*TASK MATERIAL*:
________

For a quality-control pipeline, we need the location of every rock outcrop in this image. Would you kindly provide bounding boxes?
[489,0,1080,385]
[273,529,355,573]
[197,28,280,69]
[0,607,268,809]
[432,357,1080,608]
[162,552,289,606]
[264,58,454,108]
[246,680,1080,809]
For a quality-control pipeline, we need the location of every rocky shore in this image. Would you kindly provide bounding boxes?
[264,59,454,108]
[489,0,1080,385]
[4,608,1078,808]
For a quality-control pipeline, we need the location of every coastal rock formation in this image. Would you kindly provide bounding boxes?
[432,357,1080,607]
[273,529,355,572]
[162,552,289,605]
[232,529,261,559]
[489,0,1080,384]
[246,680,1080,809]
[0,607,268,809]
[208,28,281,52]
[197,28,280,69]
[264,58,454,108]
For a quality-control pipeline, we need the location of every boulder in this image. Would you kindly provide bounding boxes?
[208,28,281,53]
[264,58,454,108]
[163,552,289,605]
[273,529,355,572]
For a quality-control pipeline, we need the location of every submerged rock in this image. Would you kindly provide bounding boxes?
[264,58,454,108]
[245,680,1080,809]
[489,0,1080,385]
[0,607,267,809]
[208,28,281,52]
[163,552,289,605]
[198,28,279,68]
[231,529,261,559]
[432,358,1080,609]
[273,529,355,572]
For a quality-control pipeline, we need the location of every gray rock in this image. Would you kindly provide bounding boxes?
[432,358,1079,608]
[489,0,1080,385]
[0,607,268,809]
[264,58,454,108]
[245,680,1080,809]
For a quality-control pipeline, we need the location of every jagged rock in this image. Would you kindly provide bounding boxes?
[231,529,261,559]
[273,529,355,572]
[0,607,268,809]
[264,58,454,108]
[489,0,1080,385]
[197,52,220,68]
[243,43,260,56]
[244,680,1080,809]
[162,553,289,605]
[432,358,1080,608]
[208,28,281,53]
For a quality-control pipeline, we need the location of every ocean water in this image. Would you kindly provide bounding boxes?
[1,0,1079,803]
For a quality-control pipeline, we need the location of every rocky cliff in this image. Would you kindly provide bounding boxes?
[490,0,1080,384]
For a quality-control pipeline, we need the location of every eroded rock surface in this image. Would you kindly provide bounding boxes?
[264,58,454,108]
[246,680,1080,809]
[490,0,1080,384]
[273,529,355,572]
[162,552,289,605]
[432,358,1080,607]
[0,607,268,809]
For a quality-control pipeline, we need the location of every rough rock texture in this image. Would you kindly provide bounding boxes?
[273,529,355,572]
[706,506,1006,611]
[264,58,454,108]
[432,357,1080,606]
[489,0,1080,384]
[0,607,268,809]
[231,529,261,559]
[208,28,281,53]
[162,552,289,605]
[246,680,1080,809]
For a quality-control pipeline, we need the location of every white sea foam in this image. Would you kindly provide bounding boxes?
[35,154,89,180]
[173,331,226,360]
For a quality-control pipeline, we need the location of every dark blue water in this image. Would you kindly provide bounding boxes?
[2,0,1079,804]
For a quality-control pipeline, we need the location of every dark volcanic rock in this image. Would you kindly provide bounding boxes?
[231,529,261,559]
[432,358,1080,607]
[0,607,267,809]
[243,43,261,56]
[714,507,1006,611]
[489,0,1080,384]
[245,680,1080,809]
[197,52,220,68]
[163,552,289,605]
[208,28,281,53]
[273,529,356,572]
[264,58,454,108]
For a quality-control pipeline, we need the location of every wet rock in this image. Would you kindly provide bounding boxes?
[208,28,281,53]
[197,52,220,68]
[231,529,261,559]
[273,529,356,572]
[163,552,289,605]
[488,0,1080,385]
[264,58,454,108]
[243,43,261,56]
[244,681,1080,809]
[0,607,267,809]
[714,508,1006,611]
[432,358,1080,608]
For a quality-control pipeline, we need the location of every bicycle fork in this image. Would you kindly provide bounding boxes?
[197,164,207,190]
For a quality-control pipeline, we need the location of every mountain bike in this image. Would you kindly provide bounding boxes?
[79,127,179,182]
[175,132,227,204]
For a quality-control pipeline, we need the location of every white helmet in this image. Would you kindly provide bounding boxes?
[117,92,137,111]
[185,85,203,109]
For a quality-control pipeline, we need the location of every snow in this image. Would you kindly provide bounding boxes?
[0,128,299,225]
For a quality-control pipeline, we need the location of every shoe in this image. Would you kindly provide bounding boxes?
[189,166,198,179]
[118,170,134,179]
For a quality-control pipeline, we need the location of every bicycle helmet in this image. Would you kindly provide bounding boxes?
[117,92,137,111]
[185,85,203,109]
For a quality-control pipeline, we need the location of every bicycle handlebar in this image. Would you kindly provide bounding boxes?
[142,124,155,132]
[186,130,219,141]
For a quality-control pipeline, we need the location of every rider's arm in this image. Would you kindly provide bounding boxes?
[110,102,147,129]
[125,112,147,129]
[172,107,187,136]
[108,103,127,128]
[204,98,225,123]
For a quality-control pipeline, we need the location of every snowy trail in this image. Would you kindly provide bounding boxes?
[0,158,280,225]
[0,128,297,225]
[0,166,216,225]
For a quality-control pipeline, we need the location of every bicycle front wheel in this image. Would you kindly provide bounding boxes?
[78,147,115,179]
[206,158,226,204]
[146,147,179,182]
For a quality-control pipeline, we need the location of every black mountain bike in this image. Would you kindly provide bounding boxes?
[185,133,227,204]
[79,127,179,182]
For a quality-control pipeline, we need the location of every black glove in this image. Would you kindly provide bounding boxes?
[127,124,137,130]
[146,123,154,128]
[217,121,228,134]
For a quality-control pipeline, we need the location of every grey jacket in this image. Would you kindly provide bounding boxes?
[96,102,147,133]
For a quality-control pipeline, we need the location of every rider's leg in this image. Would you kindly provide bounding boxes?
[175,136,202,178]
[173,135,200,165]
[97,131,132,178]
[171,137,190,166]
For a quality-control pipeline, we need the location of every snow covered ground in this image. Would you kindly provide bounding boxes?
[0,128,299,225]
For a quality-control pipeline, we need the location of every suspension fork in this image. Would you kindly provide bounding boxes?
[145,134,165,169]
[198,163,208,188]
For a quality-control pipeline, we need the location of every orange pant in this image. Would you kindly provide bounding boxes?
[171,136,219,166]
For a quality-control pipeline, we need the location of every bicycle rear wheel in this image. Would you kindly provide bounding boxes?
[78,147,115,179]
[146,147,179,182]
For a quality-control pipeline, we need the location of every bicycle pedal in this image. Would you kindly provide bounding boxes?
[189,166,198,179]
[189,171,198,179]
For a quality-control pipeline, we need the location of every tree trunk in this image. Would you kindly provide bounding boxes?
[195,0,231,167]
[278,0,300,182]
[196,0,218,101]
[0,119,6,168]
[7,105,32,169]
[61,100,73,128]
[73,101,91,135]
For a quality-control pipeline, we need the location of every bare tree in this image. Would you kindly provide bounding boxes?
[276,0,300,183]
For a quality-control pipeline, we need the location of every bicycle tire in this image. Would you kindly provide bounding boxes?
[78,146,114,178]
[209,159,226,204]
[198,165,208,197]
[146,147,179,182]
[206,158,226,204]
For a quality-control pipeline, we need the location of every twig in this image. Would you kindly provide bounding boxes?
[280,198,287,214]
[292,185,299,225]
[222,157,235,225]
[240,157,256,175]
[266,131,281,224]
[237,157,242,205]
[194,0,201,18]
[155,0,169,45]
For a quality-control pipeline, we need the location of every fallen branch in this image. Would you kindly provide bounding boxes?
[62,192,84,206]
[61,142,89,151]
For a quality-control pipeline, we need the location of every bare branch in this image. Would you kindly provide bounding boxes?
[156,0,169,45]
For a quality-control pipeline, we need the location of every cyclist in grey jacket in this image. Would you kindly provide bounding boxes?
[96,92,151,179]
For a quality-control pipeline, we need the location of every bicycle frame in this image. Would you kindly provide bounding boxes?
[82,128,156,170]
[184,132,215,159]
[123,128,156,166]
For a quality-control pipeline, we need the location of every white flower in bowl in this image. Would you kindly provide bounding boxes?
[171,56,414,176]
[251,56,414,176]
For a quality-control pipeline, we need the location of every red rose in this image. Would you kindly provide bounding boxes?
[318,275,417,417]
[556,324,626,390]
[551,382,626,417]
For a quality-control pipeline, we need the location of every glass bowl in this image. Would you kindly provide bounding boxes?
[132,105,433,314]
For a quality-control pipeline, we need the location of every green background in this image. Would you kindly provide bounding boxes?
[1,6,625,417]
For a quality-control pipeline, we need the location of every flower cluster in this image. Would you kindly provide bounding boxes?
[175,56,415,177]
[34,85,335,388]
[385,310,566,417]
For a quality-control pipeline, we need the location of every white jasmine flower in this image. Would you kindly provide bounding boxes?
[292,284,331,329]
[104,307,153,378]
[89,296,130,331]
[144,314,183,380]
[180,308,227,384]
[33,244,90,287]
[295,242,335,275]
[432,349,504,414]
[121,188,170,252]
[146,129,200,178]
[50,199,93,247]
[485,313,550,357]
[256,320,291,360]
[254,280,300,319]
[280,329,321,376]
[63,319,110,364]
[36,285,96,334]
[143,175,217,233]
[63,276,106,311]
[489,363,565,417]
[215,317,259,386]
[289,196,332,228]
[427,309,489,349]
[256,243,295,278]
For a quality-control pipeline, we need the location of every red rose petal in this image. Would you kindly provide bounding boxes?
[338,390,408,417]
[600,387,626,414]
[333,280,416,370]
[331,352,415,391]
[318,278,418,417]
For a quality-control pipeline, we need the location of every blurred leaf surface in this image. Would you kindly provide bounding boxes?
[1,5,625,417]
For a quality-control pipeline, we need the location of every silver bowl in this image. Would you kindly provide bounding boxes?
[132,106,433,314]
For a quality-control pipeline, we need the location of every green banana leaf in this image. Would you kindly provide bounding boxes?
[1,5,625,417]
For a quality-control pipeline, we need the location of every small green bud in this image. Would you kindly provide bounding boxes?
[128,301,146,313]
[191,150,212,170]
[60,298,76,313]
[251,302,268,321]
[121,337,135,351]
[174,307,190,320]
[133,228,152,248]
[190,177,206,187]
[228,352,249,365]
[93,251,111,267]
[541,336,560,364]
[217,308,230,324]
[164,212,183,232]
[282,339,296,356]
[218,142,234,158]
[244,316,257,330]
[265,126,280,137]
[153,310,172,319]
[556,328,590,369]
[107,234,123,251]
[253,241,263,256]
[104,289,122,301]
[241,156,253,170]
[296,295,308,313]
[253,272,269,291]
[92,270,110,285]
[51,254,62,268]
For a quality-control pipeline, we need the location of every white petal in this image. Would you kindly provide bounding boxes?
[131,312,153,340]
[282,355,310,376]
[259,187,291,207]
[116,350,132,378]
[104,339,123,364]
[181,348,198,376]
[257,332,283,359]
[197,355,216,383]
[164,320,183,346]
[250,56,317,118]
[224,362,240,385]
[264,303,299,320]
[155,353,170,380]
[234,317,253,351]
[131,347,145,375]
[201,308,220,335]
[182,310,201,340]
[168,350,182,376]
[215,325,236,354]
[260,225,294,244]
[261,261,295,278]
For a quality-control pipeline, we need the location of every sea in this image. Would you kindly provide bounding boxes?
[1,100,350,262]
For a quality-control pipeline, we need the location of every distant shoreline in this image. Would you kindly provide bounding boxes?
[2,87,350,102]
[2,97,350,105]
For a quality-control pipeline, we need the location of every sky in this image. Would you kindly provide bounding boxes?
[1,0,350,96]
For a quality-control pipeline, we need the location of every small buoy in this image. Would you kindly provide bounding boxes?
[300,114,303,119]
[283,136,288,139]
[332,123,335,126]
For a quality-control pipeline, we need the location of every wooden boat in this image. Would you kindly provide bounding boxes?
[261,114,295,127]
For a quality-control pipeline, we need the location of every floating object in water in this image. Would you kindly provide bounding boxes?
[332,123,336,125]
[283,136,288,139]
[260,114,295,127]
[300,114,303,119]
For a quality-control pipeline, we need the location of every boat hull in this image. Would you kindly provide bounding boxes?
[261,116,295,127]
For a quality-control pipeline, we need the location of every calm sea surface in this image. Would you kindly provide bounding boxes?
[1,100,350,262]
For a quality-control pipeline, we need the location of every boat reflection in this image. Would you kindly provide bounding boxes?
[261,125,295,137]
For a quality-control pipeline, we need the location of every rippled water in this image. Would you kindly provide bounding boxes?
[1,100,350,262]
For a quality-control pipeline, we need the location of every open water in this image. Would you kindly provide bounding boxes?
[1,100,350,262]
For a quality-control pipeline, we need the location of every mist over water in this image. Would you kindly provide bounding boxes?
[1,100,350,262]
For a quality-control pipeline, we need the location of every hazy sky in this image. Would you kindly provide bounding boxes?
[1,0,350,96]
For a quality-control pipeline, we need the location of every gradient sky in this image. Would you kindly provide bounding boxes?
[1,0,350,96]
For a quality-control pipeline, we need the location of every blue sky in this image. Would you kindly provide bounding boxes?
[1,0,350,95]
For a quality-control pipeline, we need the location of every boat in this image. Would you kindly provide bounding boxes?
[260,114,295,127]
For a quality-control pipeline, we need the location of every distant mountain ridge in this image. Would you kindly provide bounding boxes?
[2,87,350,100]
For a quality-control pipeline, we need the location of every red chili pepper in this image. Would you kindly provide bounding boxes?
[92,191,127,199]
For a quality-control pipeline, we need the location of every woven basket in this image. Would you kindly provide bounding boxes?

________

*TASK TO CARRY OUT*: Please copy the line holding "every red chili" and all lines after it to the end of the records, exactly, and nothing else.

*RESPONSE AREA*:
For a quality-control pipeline, we need the location of every red chili pepper in this image. Would you kindly provide bounding boxes?
[92,191,127,199]
For a quality-control pipeline, we need the location of every woven basket in this image. Would you kindly provide bounding boxes?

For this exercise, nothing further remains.